* start Material shown *

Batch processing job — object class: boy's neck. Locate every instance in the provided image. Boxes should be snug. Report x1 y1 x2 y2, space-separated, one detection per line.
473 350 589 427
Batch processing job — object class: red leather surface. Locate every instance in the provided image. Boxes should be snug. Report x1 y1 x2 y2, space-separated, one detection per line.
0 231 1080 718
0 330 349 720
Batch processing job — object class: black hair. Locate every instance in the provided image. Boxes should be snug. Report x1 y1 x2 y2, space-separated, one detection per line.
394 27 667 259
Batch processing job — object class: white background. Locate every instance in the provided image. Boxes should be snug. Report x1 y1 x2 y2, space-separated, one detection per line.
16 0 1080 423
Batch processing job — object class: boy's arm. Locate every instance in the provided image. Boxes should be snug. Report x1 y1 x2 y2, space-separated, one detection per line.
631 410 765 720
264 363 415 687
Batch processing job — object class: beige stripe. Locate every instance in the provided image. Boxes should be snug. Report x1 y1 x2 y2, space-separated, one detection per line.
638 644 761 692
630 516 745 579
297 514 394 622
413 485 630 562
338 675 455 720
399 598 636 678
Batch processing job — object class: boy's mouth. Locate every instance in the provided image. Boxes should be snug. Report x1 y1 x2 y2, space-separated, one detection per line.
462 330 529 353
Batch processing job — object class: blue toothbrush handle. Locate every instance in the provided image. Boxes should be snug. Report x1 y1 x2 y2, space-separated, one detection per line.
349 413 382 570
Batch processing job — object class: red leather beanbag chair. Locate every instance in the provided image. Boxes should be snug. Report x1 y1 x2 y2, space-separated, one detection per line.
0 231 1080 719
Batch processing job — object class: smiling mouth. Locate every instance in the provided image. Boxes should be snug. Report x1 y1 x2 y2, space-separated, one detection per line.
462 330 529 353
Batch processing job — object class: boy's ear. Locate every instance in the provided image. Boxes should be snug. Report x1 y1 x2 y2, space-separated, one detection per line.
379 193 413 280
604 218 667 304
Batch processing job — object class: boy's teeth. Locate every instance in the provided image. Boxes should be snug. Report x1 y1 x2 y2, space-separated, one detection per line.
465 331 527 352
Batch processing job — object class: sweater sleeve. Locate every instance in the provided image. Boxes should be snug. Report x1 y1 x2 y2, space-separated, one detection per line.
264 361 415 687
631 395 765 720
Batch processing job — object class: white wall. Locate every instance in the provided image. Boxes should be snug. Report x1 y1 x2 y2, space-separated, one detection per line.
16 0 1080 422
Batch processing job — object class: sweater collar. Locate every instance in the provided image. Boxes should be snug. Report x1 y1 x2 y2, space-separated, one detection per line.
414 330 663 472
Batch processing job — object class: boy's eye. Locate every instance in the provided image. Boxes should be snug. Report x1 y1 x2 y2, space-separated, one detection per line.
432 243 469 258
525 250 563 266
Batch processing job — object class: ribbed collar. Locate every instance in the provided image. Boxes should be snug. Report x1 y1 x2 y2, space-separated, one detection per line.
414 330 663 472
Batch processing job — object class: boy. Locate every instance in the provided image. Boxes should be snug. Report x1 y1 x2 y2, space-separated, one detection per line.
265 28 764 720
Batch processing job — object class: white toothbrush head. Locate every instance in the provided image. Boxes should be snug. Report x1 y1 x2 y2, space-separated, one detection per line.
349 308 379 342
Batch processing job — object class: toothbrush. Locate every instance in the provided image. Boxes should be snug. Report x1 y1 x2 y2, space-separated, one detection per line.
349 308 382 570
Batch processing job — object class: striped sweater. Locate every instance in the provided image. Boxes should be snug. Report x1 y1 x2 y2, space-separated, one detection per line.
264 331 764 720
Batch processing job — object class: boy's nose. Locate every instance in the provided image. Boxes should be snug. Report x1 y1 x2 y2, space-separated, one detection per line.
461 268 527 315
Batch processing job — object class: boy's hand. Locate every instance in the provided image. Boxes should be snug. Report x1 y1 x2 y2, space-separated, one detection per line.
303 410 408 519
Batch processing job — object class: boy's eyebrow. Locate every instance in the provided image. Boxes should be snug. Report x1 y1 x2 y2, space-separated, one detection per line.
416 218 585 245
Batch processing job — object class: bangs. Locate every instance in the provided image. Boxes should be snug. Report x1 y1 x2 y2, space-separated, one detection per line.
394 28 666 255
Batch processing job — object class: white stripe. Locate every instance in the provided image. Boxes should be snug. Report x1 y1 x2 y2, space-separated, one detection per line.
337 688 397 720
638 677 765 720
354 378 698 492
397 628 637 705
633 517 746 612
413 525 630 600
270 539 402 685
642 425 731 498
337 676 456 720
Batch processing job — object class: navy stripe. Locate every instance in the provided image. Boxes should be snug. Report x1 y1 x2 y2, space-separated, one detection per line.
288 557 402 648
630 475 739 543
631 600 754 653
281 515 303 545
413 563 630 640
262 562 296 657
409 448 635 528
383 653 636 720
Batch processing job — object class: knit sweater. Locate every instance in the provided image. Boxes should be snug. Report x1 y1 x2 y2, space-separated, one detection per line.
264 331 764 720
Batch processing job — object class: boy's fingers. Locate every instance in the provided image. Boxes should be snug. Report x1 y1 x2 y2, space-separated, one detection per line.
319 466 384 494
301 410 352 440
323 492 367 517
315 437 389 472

* end Material shown *

▸ What is expected: Extract every line of the records above verbatim, keeping each one in its original order and form.

▸ Output:
Batch processing job — object class: boy's neck. Locate every instance in the provided image. Boxes should be snug. Report x1 y1 x2 y2, space-separated, one detection per line.
473 350 589 427
Batch processing job — object class: red leather surface. Locate every instance in the provided image. Boxes should be snug. Report x1 y1 x2 y2, space-separated, one detection per line.
0 231 1080 718
0 330 349 720
Batch processing job — object class: black hair. Locate every instance in the provided image. Boxes should be snug. Report x1 y1 x2 y2, space-separated, one detection per line.
394 27 667 259
Batch processing job — object class: white background. Locate every instance in the provided image. Boxes should be snug. Report x1 y1 x2 y2, space-separated, one detection per line.
16 0 1080 423
Batch processing job — object class: boy's arm. Locate every instance in the provided image. Boxes should be snug. Report x1 y1 x2 y2, space-separated, one detection per line.
631 410 765 720
264 363 415 687
Batch processing job — object class: beige stripe. Locate every instance in the provided image. Boxes should be snug. Report x1 y1 x2 y2, space-separated, one detection per line.
638 644 761 692
630 516 745 579
297 514 394 622
413 485 630 562
338 675 455 720
399 598 636 678
Batch processing job — object class: boy's mouth. Locate every instance in the provided image. Boxes should be snug. Report x1 y1 x2 y2, space-separated, one detection per line.
462 330 529 353
Batch processing job — object class: blue toothbrush handle. Locate every instance in the provided image. Boxes should be snug. Report x1 y1 x2 y2, space-separated, one detection per line.
349 413 382 570
Batch processing job — object class: red leather beanbag chair. Locate every instance in the provided image. Boxes should be snug. Report x1 y1 x2 y2, space-separated, one detection per line.
0 231 1080 719
Batch processing job — object class: smiling mouth. Locate every instance in the provided image. Boxes should be snug. Report x1 y1 x2 y2, space-separated, one detection per line.
462 330 529 353
Batch processing job — object class: boy's ear. Locate every instance in the provided image. Boxes should be snug. Report x1 y1 x2 y2, space-separated, one detection per line.
379 193 413 280
604 218 667 304
Batch processing job — object class: boy's teeth. Locate every instance in the provided image. Boxes should be snug. Report x1 y1 x2 y2, space-separated, one detection per line.
465 331 527 352
Batch processing job — object class: sweater sleeve. Locate every instance in the provided image. Boxes should be snug. Report x1 y1 x2 y2, space-separated, one detection per line.
264 361 415 687
631 395 765 720
Batch processing job — object class: white wall. Locate every instance in the provided image. Boxes should be snug. Report x1 y1 x2 y2, space-separated, one detection per line.
16 0 1080 422
Batch processing job — object class: sweater collar. Locate every instance in the provided image. Boxes should be snug. Report x1 y1 x2 y2, space-separated, one detection per line.
414 330 663 472
Batch processing job — object class: boy's eye. Locate every instance in the provided image. Boxes should be snug. Report x1 y1 x2 y2, space-separated, one detection per line.
432 243 469 258
525 250 563 266
Batch processing job — object class: ribbed collar. Locate every instance in the provided image. Boxes should be snug. Report x1 y1 x2 y2, space-separated, one detection per line.
414 330 663 472
Batch processing job — object class: boy. Locate every instance in the provided image. Boxes should be snug. Report x1 y1 x2 y2, space-separated, one detection per line.
265 28 764 720
Batch processing job — object class: white toothbrush head. Locate every instance in the provided image. Boxes should be snug. Report x1 y1 x2 y2, space-separated, one detection per line.
349 308 379 342
Batch processing job — object class: toothbrush. Locate every instance in the provided image. Boxes should be snug. Report x1 y1 x2 y2, space-separated, one detection per line.
349 308 382 570
Batch processing job — object class: striped sweater. Locate every instance in the provided image. Boxes should be snug. Report x1 y1 x2 y2, space-separated, one detection per line.
264 331 764 720
Batch processing job — object class: boy's nose. Locate every instance in the provided image. Boxes should be snug. Report x1 y1 x2 y2, space-separated, one detection per line.
461 268 527 315
Batch processing job — object class: boy's hand. Locate every instance in the provided image. Boxes should be snug. Report x1 y1 x2 y2, space-separated, one detection per line.
303 410 408 519
Batch processing job — object class: boy's eyebrow. Locate every instance in the provided image. Boxes should be snug. Report x1 y1 x2 y2, space-separated, one detection per line.
416 218 585 245
Batch processing job — object class: bangs. Locate every instance in the provided image. Boxes should be snug. Report x1 y1 x2 y2, space-separated, one detection per line.
394 28 666 255
Batch processing job — object class: white stripe. Locate every instance in the provided image. Boxes should be snug. Report x1 y1 x2 y2, space-separated, one detection per line.
337 688 397 720
638 677 765 720
354 378 698 492
397 628 637 705
633 517 746 612
413 525 630 600
270 539 402 685
642 425 731 498
337 676 456 720
Batch processing job — object class: navy stripe. Locate every instance in the provided image. Boxes should be snug. Report x1 y1 x2 y2, space-separated, one detection per line.
288 557 402 648
630 475 739 543
631 600 754 653
281 515 303 545
413 563 630 640
262 562 296 657
409 448 635 528
383 653 636 720
Batch processing job — object class: knit sweater. Locate every instance in the provided image. Boxes should be snug. Report x1 y1 x2 y2, space-separated, one detection per line.
264 331 764 720
Batch processing job — object class: boy's fingers. Locate every instance in the provided image. Boxes should be snug. Report x1 y1 x2 y2, space-separated, one detection per line.
319 466 384 494
301 410 352 440
323 492 367 517
315 437 389 472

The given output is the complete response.